# [What is needed]
In your answer, print every record exactly as it is written.

# [Extracted information]
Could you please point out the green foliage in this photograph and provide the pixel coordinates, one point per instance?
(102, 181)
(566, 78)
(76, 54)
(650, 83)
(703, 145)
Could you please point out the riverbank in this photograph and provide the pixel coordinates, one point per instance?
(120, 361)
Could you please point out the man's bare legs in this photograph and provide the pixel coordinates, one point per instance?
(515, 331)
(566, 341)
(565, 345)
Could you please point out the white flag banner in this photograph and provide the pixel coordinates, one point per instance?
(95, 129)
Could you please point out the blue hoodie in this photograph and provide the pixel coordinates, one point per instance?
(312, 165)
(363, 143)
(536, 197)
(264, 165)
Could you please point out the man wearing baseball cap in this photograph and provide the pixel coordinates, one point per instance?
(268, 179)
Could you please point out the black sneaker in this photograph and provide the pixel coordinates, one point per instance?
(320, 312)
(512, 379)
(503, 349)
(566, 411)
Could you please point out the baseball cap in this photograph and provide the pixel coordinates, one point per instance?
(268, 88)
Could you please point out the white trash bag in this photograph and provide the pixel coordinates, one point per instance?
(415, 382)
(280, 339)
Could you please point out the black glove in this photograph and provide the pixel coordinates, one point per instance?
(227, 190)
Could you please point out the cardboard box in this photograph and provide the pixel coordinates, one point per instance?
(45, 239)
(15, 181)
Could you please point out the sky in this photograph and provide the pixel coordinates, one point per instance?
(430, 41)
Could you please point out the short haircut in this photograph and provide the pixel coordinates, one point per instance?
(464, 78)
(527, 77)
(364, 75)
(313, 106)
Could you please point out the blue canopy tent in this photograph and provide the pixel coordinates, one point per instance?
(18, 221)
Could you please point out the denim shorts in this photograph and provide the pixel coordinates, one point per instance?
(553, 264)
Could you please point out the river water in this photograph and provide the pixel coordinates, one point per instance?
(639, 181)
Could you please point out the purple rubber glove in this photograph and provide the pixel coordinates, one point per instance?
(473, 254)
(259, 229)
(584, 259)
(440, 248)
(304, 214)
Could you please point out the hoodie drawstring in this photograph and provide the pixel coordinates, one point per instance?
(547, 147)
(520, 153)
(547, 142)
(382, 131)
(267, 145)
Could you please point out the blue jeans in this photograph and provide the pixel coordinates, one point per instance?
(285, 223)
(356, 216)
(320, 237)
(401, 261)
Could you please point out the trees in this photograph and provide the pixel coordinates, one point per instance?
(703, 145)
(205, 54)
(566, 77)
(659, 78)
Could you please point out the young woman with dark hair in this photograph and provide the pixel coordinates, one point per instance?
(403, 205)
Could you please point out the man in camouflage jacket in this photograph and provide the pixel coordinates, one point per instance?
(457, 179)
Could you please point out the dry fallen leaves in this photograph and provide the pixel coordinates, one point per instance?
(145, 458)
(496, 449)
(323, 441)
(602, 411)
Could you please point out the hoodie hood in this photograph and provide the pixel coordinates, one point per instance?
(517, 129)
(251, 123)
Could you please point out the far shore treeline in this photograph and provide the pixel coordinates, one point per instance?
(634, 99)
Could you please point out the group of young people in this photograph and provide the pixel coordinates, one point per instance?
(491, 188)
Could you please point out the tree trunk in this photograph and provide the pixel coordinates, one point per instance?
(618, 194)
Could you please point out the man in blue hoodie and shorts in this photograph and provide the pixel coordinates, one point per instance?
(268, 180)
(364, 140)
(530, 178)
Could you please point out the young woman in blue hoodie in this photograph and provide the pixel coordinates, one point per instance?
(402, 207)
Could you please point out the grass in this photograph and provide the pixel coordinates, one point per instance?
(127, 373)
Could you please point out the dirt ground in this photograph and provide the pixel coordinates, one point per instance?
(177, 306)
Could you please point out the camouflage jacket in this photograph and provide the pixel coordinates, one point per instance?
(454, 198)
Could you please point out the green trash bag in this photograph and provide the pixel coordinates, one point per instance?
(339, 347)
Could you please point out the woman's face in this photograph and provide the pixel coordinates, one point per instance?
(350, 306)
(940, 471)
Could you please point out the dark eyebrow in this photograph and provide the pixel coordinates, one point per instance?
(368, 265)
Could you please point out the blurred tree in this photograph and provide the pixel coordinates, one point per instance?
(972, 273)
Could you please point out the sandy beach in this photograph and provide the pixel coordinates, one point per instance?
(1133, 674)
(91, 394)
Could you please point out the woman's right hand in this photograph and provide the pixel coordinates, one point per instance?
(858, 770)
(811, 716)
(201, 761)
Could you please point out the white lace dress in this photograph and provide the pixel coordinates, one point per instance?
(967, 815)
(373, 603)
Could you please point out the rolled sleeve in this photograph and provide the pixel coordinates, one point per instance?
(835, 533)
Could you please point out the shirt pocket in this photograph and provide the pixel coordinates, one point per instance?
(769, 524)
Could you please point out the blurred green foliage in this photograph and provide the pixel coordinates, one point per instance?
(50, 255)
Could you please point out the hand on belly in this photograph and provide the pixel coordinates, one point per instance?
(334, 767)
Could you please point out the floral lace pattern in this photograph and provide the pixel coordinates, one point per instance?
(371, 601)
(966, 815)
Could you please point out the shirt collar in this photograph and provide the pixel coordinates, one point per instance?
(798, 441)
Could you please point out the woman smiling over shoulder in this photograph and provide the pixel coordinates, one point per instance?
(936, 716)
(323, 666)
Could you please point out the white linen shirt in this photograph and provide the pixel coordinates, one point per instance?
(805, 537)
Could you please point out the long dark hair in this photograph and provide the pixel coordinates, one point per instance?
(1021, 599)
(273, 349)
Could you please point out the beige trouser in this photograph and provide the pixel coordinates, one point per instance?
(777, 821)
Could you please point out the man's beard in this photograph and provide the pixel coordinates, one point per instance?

# [Response area]
Could you please point out the green foliage in this photograph and provide the pixel coordinates, one point per instance?
(102, 181)
(566, 78)
(76, 54)
(650, 83)
(703, 145)
Could you please point out the riverbank in this photograph and provide the pixel coordinates, one point per instance?
(120, 361)
Could you please point out the man's bare legs in this photograph and provide the pixel coordinates, one point per instance?
(515, 331)
(566, 341)
(565, 345)
Could you please point out the white flag banner in this photograph and provide the pixel coordinates, one point per instance?
(95, 129)
Could you please point out the blue hoodie in this photograph and provide the pixel coordinates, one point per instance?
(312, 165)
(363, 143)
(536, 197)
(264, 165)
Could you please point out the man wearing baseball cap in this photograph and provide the pixel coordinates, one point per instance?
(268, 179)
Could you please point out the black sneaker in this photograph and provide the pixel coordinates, one point per instance?
(320, 312)
(512, 379)
(503, 349)
(566, 411)
Could you please point out the baseball cap in this photograph and provide the pixel coordinates, one point per instance?
(268, 88)
Could you please point out the white trash bag in this photograph and provide the pixel coordinates, one point per instance?
(415, 382)
(280, 339)
Could you please point out the black glove in this photograph and provide the pixel coordinates, one point per instance?
(227, 190)
Could you please point out the cardboard box in this photograph and provide the pixel coordinates, one point per instance?
(45, 239)
(15, 181)
Could you please point out the sky in this photograph and provide the pixel coordinates, one point per instance?
(430, 41)
Could you please point out the short haircut in this photograph and provide the pixel coordinates, one point per instance?
(464, 78)
(527, 77)
(364, 75)
(313, 106)
Could you please point out the blue canopy tent in this photograph and provide the pixel coordinates, one point per instance?
(18, 221)
Could you please point out the denim shorts in this photograph and provide the pixel coordinates, one point per instance?
(553, 264)
Could you please point out the river water in this photograph and provide the pixel coordinates, one point per instance?
(639, 181)
Could you please point out the purple rubber glove in this photograph and provide the pixel coordinates, one point per instance?
(473, 254)
(259, 229)
(584, 259)
(440, 248)
(304, 214)
Could you please point out the hoodie drawstring in this photograph and provide the pixel coordinates, one point per instance?
(547, 147)
(520, 153)
(547, 142)
(382, 131)
(267, 145)
Could you please point out the blue jeans in this photograph and provide the pixel coordinates, one point per instance?
(285, 223)
(356, 216)
(320, 237)
(401, 261)
Could you please point out the trees in this photograph and provide the pixel coordinates, one point per instance?
(703, 145)
(205, 54)
(566, 77)
(659, 78)
Could you please point out the young woman with dark hair in this photograph and provide the pixel coordinates, one point per instance?
(403, 205)
Could you please point out the man in camouflage jacket in this photograph and provide the pixel coordinates, one point per instance?
(457, 179)
Could you please point out the dry fallen leaves in this photograph and provide the pixel coordinates, one point per instance?
(145, 458)
(496, 449)
(323, 441)
(602, 411)
Could you please point out the hoodie hood in this photograph and provide the pixel coordinates, one point per instance?
(517, 129)
(251, 123)
Could you please point out the far shore treeline in this photograph and provide the pixel coordinates, one point per instance?
(634, 99)
Could you please point out the group of young people in this photograph and provide the pixel coordinates, one point per instance?
(491, 188)
Could you please point out the tree trunk in this photograph and provide the pixel coordinates, one point per instance?
(618, 194)
Could you please point out the man in blue hoodie and shorts in this photograph and provide the pixel coordinates, one point per instance?
(268, 180)
(364, 140)
(530, 178)
Could you please point out the young woman in blue hoodie in this photograph and provide the pixel coordinates, one point per instance?
(402, 207)
Could you please point out the grass in this photograph and provide the pixel coordinates, one point per instance?
(127, 373)
Could you please point out the dirt ground in this photograph and provide the pixel coordinates, one point per instance?
(177, 306)
Could you please point out the camouflage jacket in this photograph and provide the pixel coordinates, one point per instance?
(454, 198)
Could you please point out the green trash bag in this photograph and provide the pixel coordinates, one point per instance?
(339, 347)
Could you please point out the woman's face in this photograph and provide the pixel coordinates, one point per instance?
(350, 306)
(940, 471)
Could you please point out the dark eyebrow in this photograph and provide the pixel coordinates, one point per instance?
(368, 265)
Could you please point out the blurred tree in this photograph and provide the pixel coordinates, one point per instance?
(972, 273)
Could you please point out the sandy beach in this photograph and provide the pixel coordinates, one point per instance?
(1133, 674)
(91, 394)
Could you please point out the woman's right hand in this photograph and provide the pixel coordinates, one point per instance?
(858, 770)
(811, 716)
(201, 761)
Could you please point out the white lace dress in this photograph and provide the pixel coordinates, one point per instance?
(967, 815)
(373, 603)
Could you please point out the rolled sleeve in this photograph and provide the pixel coordinates, one point per instance?
(835, 533)
Could you please point out the shirt pocket in this photograph and provide the pixel coordinates, one point per instance?
(769, 524)
Could you please point out the blurred green foliage in this photograph and provide the pixel coordinates, one point per instance?
(50, 255)
Could you please point out the hand on belly in this photograph and provide the pixel coordinates, one point per instance?
(334, 767)
Could you please point out the floral lace pattern in this photograph and provide the pixel coordinates, one point per instance?
(371, 601)
(966, 815)
Could you please point out the shirt collar in this photograph and provide the pixel coordinates, one point per instance?
(798, 441)
Could you please point out the woman smiling over shoulder in this photograph and provide the pixel coordinates, one point per instance?
(936, 716)
(323, 666)
Could you please point out the white linen shirt in this photograph and provide the pixel coordinates, one point per instance?
(805, 537)
Could you please point out the long dark hair in this photograph and provide the pixel coordinates, one point per instance?
(1021, 599)
(273, 349)
Could you please point out the beige trouser in this photograph and provide the pixel coordinates, one point per instance?
(777, 821)
Could you please point out the man's beard in this photograph and provide the pixel coordinates, one point per instance?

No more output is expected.